**Task brief:** Return everything in the rows below word for word, from the start of the rows down to the line containing "[216,237,271,329]", with both ends included. Leave the pictures out of your answer.
start
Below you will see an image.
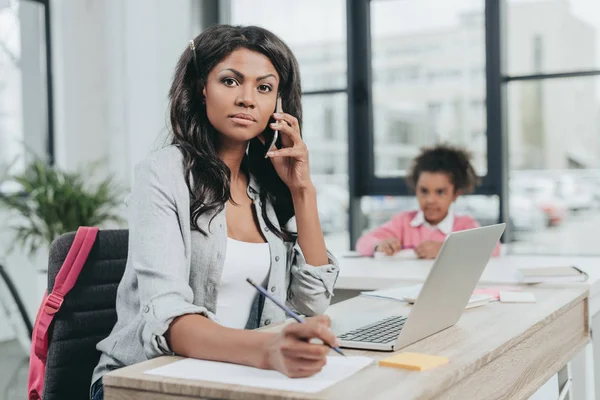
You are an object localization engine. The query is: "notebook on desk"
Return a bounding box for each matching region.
[335,224,505,351]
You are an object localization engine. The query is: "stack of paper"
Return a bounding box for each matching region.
[361,284,497,309]
[518,267,588,283]
[145,356,373,393]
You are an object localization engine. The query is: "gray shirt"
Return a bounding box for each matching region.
[92,146,338,382]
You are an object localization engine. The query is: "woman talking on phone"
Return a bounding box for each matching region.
[91,25,338,399]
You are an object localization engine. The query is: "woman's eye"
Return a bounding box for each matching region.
[223,78,237,86]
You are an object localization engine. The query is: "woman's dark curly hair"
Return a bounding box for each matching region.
[169,25,302,240]
[407,144,480,193]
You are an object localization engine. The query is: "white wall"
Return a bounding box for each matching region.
[0,0,201,340]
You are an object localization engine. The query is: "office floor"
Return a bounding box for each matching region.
[0,340,29,400]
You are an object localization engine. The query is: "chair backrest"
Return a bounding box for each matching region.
[42,230,129,400]
[0,264,33,354]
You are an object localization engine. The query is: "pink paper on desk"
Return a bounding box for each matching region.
[473,288,500,300]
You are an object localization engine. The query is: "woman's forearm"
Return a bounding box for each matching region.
[166,314,274,368]
[292,186,329,266]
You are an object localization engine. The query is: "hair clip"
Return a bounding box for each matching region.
[190,39,200,74]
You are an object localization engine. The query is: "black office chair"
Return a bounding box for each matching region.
[42,230,129,400]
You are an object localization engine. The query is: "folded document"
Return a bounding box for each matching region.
[145,356,373,393]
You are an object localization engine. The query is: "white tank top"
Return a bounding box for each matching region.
[216,237,271,329]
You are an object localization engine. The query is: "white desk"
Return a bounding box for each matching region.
[335,255,600,400]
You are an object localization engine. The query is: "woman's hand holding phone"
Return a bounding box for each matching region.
[267,97,313,194]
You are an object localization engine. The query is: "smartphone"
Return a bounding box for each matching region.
[265,97,283,158]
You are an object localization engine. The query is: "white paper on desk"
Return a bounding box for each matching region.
[360,283,423,301]
[145,356,373,393]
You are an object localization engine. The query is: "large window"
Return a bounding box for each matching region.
[371,0,487,177]
[229,0,349,250]
[505,0,600,254]
[505,0,600,75]
[224,0,600,253]
[0,0,52,189]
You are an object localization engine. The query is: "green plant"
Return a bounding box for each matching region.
[0,158,124,255]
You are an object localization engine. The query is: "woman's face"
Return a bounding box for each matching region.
[202,48,279,142]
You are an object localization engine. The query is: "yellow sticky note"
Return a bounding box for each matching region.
[379,353,449,371]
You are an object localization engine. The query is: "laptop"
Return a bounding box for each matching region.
[338,224,506,351]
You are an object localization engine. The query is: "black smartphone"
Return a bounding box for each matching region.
[265,97,283,158]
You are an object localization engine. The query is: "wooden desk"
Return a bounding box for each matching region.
[104,287,589,400]
[334,255,600,399]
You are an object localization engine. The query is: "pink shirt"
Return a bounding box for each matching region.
[356,210,500,256]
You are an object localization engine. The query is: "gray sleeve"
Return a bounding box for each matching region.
[286,221,339,316]
[128,160,214,358]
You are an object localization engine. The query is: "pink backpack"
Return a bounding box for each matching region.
[27,227,98,400]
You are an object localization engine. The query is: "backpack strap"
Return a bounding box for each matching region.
[34,226,98,361]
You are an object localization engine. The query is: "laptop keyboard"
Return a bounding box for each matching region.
[338,317,406,343]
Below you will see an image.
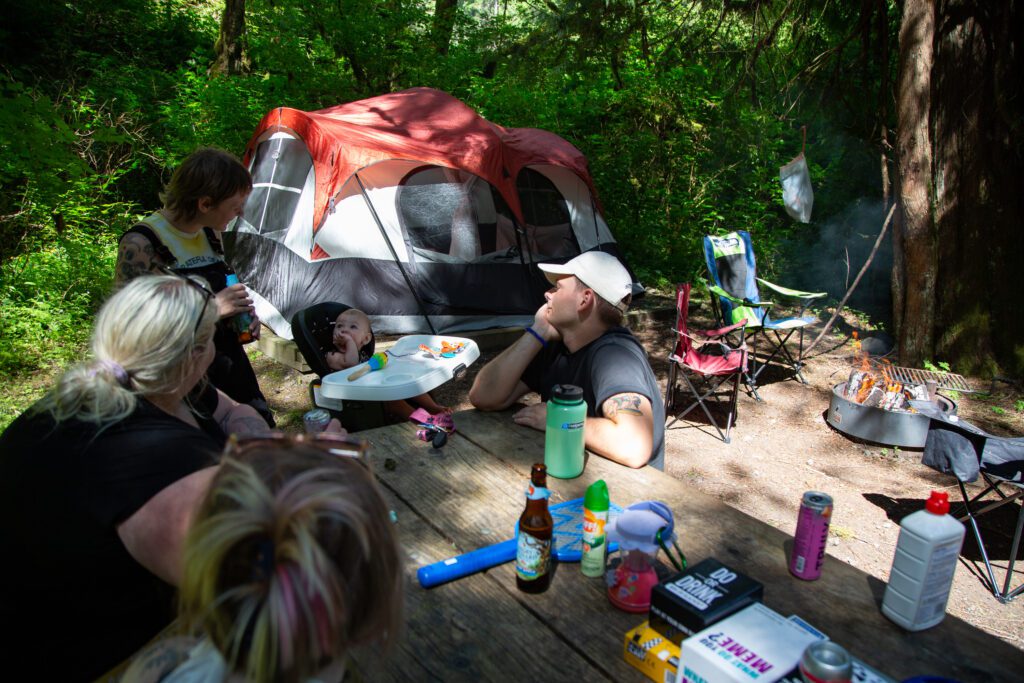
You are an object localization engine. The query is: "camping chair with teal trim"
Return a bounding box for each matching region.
[703,230,825,400]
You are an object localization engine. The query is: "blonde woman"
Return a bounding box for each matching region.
[122,434,402,683]
[0,275,266,681]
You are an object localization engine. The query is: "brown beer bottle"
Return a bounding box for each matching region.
[515,463,554,593]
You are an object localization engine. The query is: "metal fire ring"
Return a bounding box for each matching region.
[826,382,956,449]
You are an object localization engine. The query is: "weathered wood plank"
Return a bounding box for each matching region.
[365,411,1024,682]
[352,462,605,681]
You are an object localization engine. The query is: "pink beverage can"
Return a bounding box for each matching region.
[790,490,833,581]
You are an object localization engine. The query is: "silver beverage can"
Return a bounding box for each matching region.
[302,408,331,434]
[800,640,853,683]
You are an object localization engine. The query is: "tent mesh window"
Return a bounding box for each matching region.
[246,137,313,237]
[396,166,499,261]
[516,168,581,261]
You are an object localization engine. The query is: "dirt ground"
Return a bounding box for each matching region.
[253,292,1024,649]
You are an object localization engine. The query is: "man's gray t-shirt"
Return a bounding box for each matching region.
[522,327,665,470]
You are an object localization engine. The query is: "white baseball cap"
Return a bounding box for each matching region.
[539,251,633,312]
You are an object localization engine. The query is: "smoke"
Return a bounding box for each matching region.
[778,199,893,326]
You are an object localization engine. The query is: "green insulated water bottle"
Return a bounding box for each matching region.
[544,384,587,479]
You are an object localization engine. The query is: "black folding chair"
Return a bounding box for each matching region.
[914,409,1024,602]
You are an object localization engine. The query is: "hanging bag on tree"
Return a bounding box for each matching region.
[778,126,814,223]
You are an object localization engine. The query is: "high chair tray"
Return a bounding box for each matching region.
[319,335,480,400]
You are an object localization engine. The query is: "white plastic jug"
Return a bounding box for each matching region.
[882,490,965,631]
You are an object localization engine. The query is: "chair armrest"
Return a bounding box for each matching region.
[705,283,773,308]
[757,278,827,299]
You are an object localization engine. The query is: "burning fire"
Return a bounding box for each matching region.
[845,339,928,413]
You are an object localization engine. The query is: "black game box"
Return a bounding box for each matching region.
[650,557,764,645]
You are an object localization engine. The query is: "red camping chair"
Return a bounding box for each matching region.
[665,283,746,443]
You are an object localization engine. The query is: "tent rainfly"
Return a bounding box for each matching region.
[225,88,642,339]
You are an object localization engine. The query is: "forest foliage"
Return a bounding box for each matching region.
[0,0,898,409]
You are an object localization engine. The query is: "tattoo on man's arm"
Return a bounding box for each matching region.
[602,393,643,421]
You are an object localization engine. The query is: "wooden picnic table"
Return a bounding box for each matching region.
[353,411,1024,683]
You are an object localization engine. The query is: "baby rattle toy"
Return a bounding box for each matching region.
[348,352,387,382]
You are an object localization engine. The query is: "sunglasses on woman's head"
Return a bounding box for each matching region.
[224,431,369,467]
[157,265,217,338]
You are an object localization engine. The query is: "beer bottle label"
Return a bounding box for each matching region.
[526,483,551,501]
[515,530,551,581]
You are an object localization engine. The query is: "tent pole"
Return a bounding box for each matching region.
[352,173,437,335]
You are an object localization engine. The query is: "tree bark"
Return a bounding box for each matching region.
[210,0,249,76]
[932,0,1024,376]
[430,0,459,55]
[893,0,1024,376]
[893,0,938,367]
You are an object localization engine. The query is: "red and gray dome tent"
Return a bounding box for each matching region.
[225,88,640,339]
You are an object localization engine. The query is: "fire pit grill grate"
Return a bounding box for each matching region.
[885,365,975,393]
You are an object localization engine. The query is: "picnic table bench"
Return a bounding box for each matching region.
[353,411,1024,683]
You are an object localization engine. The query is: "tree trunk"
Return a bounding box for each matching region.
[893,0,938,367]
[430,0,459,55]
[210,0,249,76]
[932,0,1024,376]
[893,0,1024,376]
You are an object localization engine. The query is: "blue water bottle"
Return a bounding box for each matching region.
[226,270,253,344]
[544,384,587,479]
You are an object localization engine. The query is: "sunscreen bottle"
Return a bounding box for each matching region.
[882,490,965,631]
[580,479,608,577]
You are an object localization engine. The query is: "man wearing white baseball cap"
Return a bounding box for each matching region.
[469,251,665,469]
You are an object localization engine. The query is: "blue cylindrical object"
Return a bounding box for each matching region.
[226,272,253,344]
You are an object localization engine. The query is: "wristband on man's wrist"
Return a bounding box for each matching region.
[525,327,548,348]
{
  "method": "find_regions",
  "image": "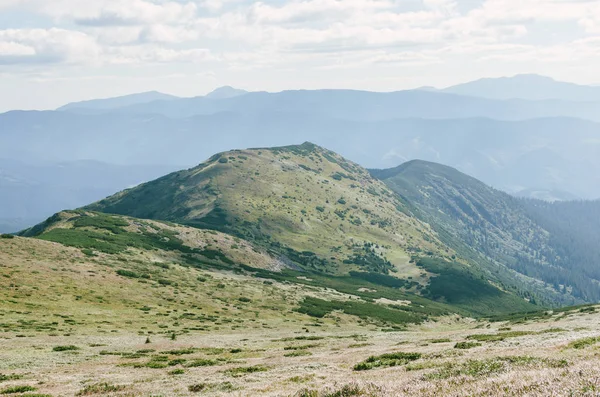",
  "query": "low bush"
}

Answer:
[354,352,421,371]
[52,345,79,352]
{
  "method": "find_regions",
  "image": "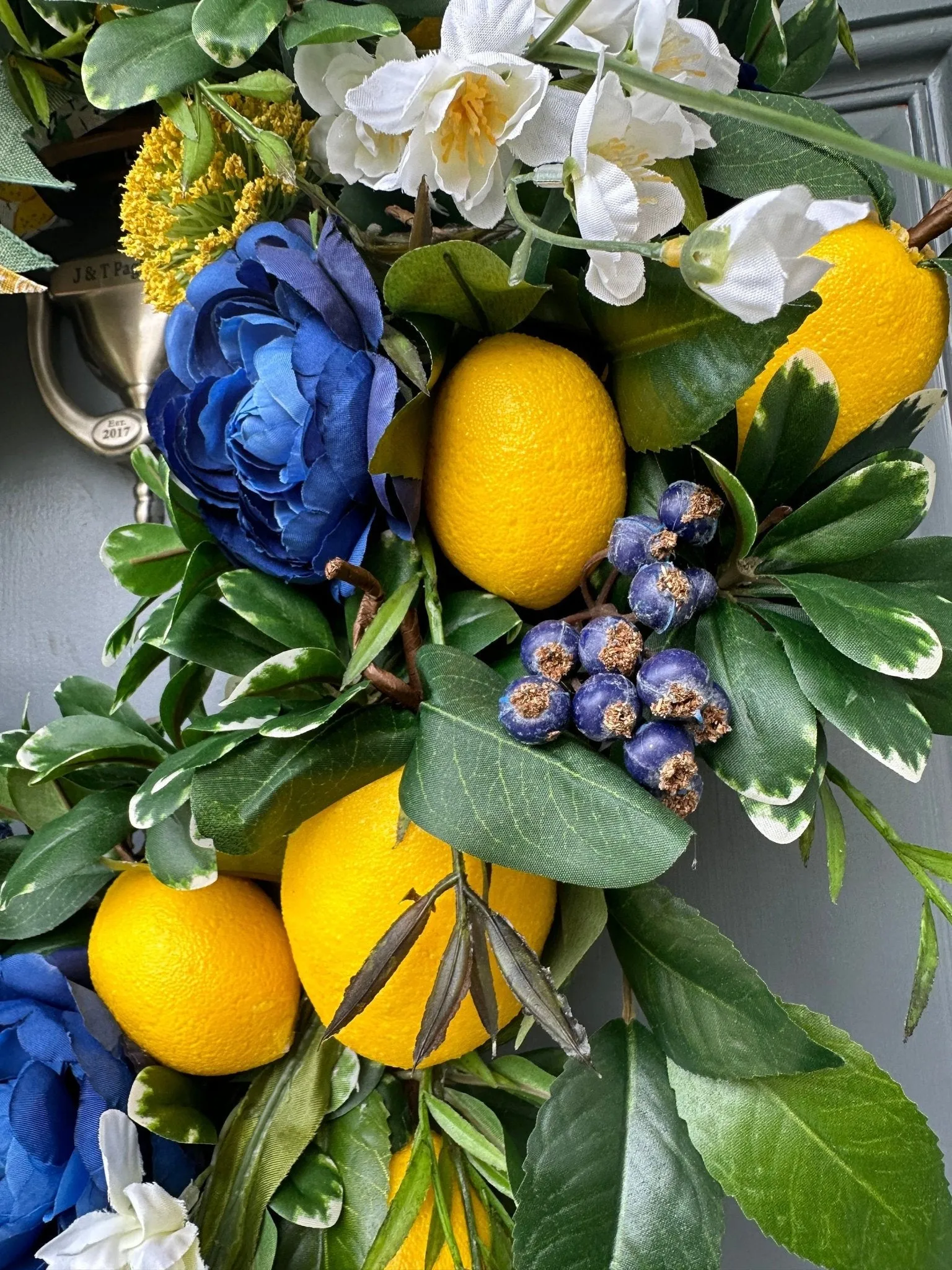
end
**Finished exercise:**
Below you will see an image.
You are an object localization engine. The query is: "notebook on desk"
Return a bounding box for each matching region.
[335,224,505,351]
You are an object localization engine. The query is: "stack of paper"
Return a bounding box for each matching region.
[361,284,497,309]
[518,267,588,283]
[145,356,373,393]
You are an object localization engine. The query is: "gray shirt"
Return a bounding box for each matching region.
[92,146,338,382]
You are an object localization engine. The query is: "woman talking on phone"
Return a bounding box for each matching region.
[91,25,338,399]
You are an object localization engine. The query is: "woman's eye"
Return a bounding box for each matching region.
[223,78,237,86]
You are an object localization engine. The query is: "woman's dark curly hair"
Return a bounding box for each matching region.
[169,25,302,240]
[407,144,480,193]
You are an object localization engine. The query is: "white wall"
Return a bounding box for each matching region.
[0,0,201,340]
You are an object localization engine. The query is: "office floor"
Return a bounding box for each matching region.
[0,340,29,400]
You are an object localization engine. The query is: "chair backrest"
Return a bounding box for each matching region.
[42,230,129,400]
[0,264,33,354]
You are an object localization engine. The query is: "pink paper on desk"
Return a bounding box for each matching region.
[473,288,500,300]
You are an object localization engine. The query is: "woman's forearm"
Return a bounding box for each matching region.
[166,314,274,368]
[292,186,329,266]
You are an object localization engine. The query is: "hair clip"
Return a bounding box for each matching region.
[190,39,200,74]
You are an object localization engine. The query is: "black office chair"
Return a bounding box for each matching region.
[42,230,129,400]
You are an object localization engine. The query is: "folded document"
Return a bounding box for each matching region.
[145,356,373,393]
You are an object localization engine. The query is: "white tank top"
Return a bounding box for each matching region.
[216,237,271,329]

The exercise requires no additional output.